(THE DATA Opens)

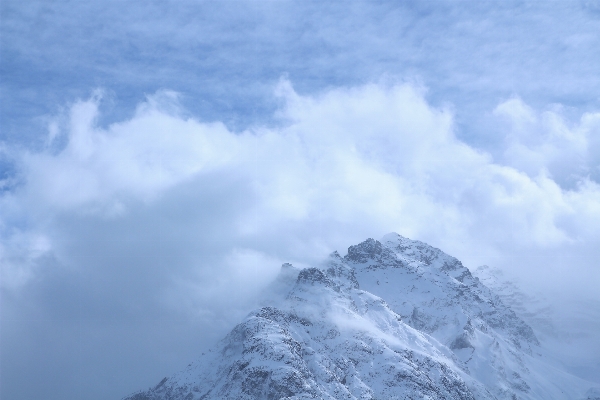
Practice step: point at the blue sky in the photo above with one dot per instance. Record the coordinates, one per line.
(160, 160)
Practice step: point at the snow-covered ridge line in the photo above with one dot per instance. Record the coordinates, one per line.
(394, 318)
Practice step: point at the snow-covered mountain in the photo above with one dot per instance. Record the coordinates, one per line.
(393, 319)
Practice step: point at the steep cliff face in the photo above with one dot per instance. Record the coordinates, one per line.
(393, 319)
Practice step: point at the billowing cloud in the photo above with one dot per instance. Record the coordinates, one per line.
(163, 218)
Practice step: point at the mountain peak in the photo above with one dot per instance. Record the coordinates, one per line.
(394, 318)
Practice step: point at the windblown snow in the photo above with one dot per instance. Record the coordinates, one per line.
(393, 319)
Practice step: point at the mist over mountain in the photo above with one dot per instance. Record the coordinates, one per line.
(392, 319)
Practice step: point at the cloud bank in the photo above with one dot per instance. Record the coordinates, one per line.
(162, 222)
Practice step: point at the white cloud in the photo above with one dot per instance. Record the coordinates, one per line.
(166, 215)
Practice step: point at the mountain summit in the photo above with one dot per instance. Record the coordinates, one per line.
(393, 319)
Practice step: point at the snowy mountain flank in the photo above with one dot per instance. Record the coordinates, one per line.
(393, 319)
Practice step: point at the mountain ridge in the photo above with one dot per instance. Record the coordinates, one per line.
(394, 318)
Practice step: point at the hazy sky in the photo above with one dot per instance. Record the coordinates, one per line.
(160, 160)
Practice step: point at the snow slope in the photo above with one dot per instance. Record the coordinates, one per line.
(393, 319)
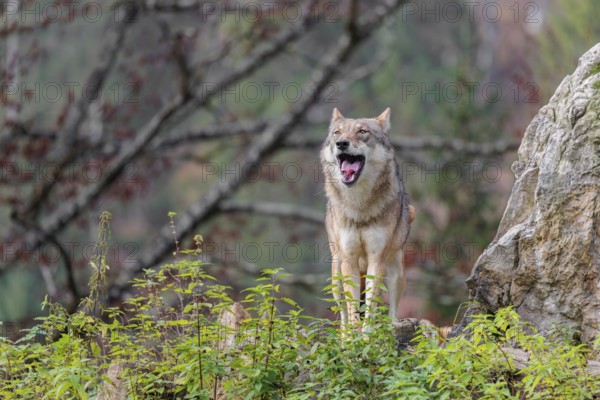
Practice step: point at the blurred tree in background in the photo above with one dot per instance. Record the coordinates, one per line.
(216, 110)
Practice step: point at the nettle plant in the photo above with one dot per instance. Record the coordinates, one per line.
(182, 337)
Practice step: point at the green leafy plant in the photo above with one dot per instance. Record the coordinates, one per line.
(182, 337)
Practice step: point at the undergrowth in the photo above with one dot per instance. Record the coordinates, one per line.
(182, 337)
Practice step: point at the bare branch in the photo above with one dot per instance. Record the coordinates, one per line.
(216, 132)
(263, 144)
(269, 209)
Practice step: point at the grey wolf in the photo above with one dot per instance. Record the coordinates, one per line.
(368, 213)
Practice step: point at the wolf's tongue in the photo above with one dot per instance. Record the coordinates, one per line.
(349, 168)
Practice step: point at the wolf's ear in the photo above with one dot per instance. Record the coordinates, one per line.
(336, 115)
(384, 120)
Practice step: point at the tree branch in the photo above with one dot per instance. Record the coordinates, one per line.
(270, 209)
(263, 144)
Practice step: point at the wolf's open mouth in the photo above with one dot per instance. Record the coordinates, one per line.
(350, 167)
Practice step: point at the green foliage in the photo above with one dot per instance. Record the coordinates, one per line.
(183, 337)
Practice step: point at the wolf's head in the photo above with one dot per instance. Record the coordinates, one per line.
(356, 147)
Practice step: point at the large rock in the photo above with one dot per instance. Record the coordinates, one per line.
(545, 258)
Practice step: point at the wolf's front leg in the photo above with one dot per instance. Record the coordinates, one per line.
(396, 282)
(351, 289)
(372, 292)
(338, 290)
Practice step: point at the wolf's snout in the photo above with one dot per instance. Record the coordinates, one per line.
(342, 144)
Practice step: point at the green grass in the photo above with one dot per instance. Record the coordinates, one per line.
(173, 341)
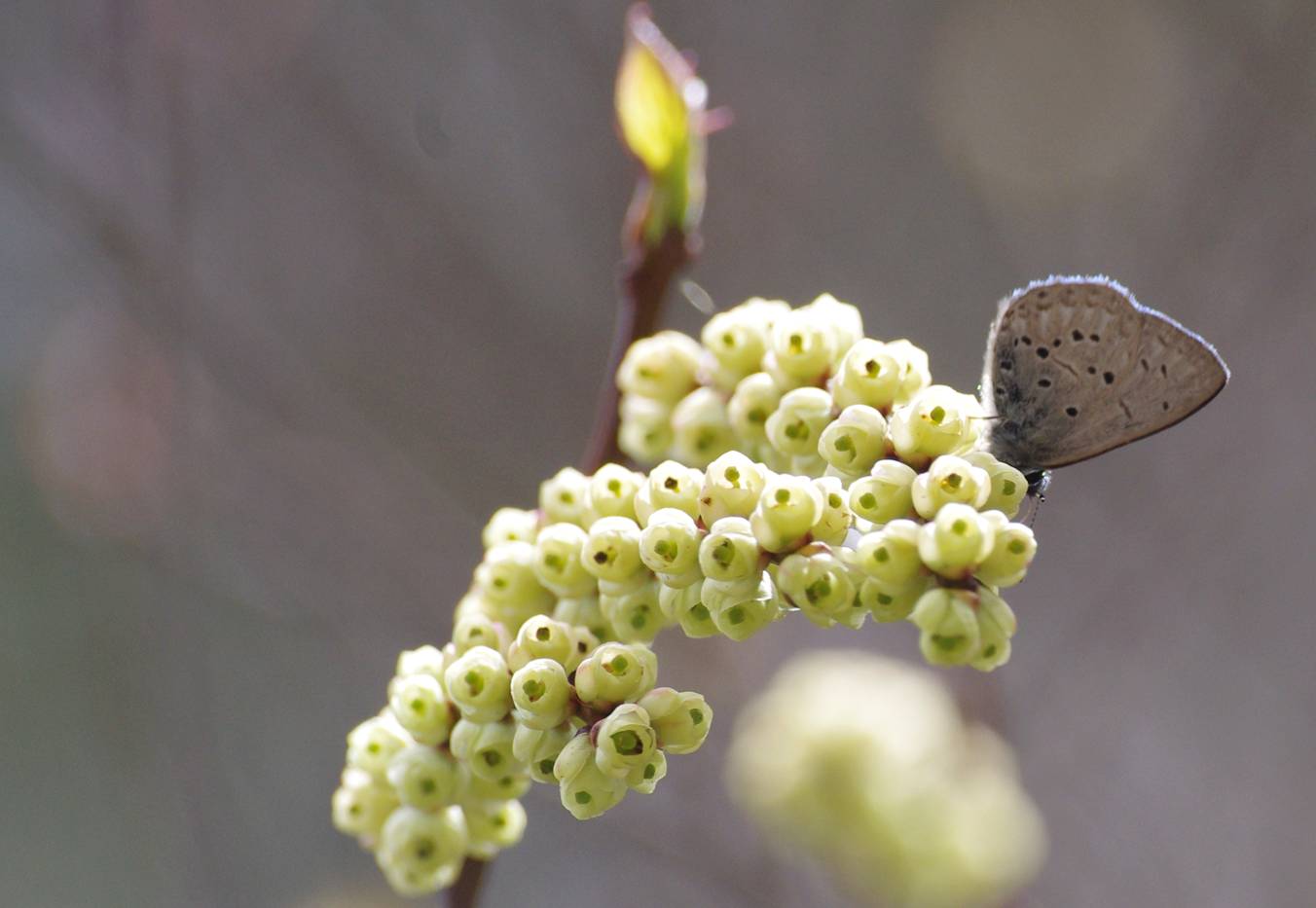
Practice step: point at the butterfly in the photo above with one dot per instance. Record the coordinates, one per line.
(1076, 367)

(THE DATA Closes)

ABOUT THIS EXERCISE:
Write the entries out again word for word. Omit all pictures from them.

OUTPUT FOR THIS EXERCISE:
Practice step: point at the blue sky in the photo above with one dot per instance. Record the coordinates, one per line.
(160, 160)
Practice step: point at the snow-covered ridge line in the photo above with one dot per instance. Record the coordinates, one per line.
(394, 318)
Practice step: point at the snow-covered mountain in the photo above with one dot per instance. Record the coordinates, one per line.
(393, 319)
Practice step: point at the steep cliff face in the photo above with one dot per instance. Record the coordinates, one per line.
(393, 319)
Practice step: point at the billowing cloud in the photo above with one dot per instance. Record the coordinates, one per line.
(163, 218)
Practice step: point at the mountain peak in the photo above with one dot per instance. Record the coordinates, one per line.
(394, 318)
Practice step: point at the windblown snow in the photo above with one dot per instance. Record the coordinates, one per line.
(393, 319)
Practice step: point at the mist over mountain in the photo above with one dot per instance. Record the coordinates, one per line.
(392, 319)
Practice step: point at the cloud bank in the photo above with one dot per instance. Record the coordinates, one per line.
(162, 222)
Practice step: point at the white cloud in the photo above with one dot per instance. Record the coordinates, one per line.
(166, 215)
Practice step: point at the mountain summit in the photo above with one dot per instance. Record the coordinates, one per line.
(393, 319)
Practice step: point at the snowy mountain flank in the photo above with one dot per instance. Record the coordinates, one per line.
(393, 319)
Practice step: point at the mountain ridge in the photo above with one dot per instance. Record the coordinates, one per line.
(394, 318)
Practice step: point at the hazy sky in the photo above with one dot per instance. Record the coordinates, one per line.
(160, 160)
Practice step: point at the snow slope in the photo above with one dot per instance. Record the coordinates, one per line.
(393, 319)
Practice step: point at the blurred tree in background in the photo above with one dot per instance. Record the coordinates, one per line.
(216, 110)
Practice step: point at the nettle plant in the photo above with one dot per instance. Record the coordinates, one per line.
(182, 337)
Practice step: point at the green leafy plant in the photo above with one dot per instance. Record the coordinates, one per line.
(182, 337)
Practice step: point at the undergrowth in the photo above with one dot per instance. Record the coordinates, one per line.
(182, 337)
Practice step: point at the bare branch in the photo above with one dot per instance. Record the coordinates, one per line.
(216, 132)
(263, 144)
(269, 209)
Practice step: point at the grey wolf in the photo above with one dot per instance. Record the coordinates, one per line.
(368, 213)
Practice step: point at the wolf's tongue in the photo above with one dot per instance. Record the coordinates, one per line.
(349, 168)
Practice step: point at the wolf's ear in the photo above with one dot per instance. Record the coordinates, one per line.
(336, 115)
(384, 120)
Practice step: point at the tree branch in the photo above with one dot per instance. Record the coordinates, one per line.
(270, 209)
(263, 144)
Practice step: point at the wolf's open mouth in the photo above with one dot per instance. Record the coordinates, one per line.
(350, 167)
Practice step: point at the green foliage in the photo above with one dot per instance. Record the coordinates, one per line.
(183, 337)
Practice step: point at the wolf's head in the photo above with one dot per instance. Record the coordinates, one per line.
(356, 147)
Practice step: point at the large rock in the photo above with one dot per instance. Record the coordinates, one per line.
(545, 258)
Practice step: point at the wolf's front leg in the photo above with one dot per instance. Record the coordinates, one per line.
(396, 282)
(351, 289)
(372, 292)
(338, 290)
Practice step: point at the wolf's snout in the photo above with one dot per instance. Record the coordinates, one per line.
(342, 144)
Practice step: point at the green grass in the photo above with one dot per instance. Record the coordinates, one per line.
(173, 341)
Practice step: point at the butterfly in the photo above with one dot per instance. Record the coordinates, one per line.
(1076, 367)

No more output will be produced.